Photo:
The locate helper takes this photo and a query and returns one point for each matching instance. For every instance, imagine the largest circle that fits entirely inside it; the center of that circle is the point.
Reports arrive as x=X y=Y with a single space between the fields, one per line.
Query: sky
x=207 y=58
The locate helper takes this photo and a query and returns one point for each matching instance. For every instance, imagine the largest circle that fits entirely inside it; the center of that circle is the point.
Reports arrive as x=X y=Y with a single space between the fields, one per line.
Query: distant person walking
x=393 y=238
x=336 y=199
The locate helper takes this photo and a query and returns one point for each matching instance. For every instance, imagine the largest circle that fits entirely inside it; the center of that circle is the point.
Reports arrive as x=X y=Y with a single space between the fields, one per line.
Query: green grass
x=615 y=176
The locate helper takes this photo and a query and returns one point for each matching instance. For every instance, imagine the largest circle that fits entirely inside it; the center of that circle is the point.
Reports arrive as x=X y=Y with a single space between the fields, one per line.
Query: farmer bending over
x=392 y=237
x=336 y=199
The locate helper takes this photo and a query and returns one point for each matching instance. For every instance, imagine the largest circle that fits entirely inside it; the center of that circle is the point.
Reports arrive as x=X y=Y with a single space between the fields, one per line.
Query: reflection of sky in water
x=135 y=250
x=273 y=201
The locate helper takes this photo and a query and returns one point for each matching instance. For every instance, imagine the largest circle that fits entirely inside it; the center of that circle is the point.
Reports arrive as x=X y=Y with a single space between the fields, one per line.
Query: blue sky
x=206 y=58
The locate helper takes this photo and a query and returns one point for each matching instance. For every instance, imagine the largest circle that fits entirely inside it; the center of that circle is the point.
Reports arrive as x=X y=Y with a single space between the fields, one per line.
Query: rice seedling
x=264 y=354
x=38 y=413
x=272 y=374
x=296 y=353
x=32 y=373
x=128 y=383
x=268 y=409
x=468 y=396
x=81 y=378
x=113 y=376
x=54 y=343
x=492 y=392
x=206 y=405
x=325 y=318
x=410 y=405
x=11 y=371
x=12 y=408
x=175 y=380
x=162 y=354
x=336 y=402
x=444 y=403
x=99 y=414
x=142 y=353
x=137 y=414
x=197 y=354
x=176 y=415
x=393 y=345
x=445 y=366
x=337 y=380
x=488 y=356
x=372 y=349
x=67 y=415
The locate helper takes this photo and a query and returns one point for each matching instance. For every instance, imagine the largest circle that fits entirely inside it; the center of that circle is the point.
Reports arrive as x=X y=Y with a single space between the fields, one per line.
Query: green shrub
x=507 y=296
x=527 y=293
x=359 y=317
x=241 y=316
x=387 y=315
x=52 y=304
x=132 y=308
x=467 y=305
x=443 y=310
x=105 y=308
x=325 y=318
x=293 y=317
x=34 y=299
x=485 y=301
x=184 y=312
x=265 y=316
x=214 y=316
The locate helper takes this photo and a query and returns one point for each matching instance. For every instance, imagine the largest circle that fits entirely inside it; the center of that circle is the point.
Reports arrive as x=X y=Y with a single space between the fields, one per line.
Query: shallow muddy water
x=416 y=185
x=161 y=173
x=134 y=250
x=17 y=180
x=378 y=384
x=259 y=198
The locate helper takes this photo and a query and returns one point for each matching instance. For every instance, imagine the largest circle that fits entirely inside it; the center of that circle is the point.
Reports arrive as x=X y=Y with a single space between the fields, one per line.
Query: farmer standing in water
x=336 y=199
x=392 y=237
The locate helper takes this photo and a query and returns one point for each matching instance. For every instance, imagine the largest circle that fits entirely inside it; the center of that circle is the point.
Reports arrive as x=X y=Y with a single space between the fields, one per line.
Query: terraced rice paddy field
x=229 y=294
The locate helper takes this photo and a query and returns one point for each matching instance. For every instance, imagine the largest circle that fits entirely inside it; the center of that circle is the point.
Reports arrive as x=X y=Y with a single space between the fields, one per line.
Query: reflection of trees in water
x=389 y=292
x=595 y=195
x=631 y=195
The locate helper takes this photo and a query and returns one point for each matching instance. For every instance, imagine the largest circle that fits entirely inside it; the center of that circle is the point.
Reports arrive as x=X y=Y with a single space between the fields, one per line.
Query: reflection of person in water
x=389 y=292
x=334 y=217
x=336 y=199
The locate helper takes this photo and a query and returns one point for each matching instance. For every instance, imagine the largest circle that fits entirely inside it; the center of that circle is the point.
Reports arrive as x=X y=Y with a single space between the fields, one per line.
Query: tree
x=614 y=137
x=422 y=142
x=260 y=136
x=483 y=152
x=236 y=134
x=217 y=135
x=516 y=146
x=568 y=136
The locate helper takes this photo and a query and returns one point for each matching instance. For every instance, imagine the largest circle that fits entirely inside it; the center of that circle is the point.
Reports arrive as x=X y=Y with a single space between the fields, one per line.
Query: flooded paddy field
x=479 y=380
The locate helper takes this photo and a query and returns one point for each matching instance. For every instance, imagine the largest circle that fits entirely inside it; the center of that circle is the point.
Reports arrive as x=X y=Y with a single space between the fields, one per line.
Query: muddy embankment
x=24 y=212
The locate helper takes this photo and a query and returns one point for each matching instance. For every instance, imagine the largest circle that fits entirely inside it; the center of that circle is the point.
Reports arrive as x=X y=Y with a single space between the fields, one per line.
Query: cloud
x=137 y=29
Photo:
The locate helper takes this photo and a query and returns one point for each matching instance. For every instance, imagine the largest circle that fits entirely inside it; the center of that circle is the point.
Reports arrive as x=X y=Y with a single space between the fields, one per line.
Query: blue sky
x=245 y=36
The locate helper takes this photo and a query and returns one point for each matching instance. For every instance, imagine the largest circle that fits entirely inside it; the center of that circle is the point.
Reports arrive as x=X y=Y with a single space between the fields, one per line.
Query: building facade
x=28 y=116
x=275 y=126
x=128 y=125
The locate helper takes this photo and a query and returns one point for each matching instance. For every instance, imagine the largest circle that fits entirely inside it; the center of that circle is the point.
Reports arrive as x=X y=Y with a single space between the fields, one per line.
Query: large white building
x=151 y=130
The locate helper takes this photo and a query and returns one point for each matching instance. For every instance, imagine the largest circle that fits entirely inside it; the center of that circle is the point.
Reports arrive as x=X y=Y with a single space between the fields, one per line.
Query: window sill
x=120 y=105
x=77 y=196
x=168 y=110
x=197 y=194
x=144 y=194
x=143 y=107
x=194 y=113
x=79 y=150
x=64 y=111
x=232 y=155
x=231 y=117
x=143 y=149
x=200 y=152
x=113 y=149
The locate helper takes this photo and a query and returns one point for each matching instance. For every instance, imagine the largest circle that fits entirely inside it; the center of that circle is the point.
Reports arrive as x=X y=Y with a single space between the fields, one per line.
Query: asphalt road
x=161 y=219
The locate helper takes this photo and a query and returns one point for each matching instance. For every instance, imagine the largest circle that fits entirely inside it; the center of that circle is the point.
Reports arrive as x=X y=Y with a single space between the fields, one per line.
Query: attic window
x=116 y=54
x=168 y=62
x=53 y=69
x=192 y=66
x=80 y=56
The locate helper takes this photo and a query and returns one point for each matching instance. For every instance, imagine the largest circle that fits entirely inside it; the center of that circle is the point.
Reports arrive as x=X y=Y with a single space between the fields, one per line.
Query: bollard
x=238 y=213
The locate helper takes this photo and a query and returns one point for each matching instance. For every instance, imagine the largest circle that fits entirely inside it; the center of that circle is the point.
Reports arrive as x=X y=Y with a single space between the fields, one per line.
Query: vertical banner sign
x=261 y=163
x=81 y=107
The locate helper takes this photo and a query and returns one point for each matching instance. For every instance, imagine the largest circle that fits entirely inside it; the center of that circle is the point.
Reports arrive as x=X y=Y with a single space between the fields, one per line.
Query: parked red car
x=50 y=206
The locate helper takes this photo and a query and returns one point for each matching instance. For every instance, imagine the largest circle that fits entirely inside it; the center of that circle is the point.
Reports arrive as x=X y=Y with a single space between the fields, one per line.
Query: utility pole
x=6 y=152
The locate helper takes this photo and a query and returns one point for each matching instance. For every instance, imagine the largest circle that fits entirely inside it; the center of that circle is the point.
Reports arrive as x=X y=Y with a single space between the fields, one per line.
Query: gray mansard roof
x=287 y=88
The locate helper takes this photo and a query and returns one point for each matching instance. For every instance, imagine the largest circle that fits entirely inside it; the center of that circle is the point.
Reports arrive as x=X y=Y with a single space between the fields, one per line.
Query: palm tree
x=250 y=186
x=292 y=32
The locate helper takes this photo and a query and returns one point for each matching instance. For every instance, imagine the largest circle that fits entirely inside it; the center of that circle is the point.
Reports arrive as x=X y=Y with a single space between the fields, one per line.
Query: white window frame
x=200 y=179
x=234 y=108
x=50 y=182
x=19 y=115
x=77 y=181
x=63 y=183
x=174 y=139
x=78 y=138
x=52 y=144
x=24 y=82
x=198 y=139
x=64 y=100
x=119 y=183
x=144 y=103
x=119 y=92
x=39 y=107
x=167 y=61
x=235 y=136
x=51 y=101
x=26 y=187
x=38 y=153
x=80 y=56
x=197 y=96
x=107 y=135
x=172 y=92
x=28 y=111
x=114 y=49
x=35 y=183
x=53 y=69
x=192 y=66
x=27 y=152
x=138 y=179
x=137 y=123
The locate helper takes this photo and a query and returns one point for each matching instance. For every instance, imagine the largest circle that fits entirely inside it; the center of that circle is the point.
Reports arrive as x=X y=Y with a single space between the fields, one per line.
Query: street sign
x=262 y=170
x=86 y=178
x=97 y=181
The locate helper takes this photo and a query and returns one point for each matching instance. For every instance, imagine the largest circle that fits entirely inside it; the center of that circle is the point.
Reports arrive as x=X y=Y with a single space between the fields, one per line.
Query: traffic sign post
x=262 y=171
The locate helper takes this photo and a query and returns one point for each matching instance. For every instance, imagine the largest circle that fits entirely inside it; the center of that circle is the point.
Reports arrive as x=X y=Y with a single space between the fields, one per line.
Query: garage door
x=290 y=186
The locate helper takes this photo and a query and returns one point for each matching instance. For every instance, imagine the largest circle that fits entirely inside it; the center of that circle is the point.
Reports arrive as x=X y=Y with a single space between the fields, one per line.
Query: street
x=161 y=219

============

- Task statement -
Please gather every line from the rows above that contains the word "white", with matching case.

- Result of this task -
Query: large white building
Query: white window frame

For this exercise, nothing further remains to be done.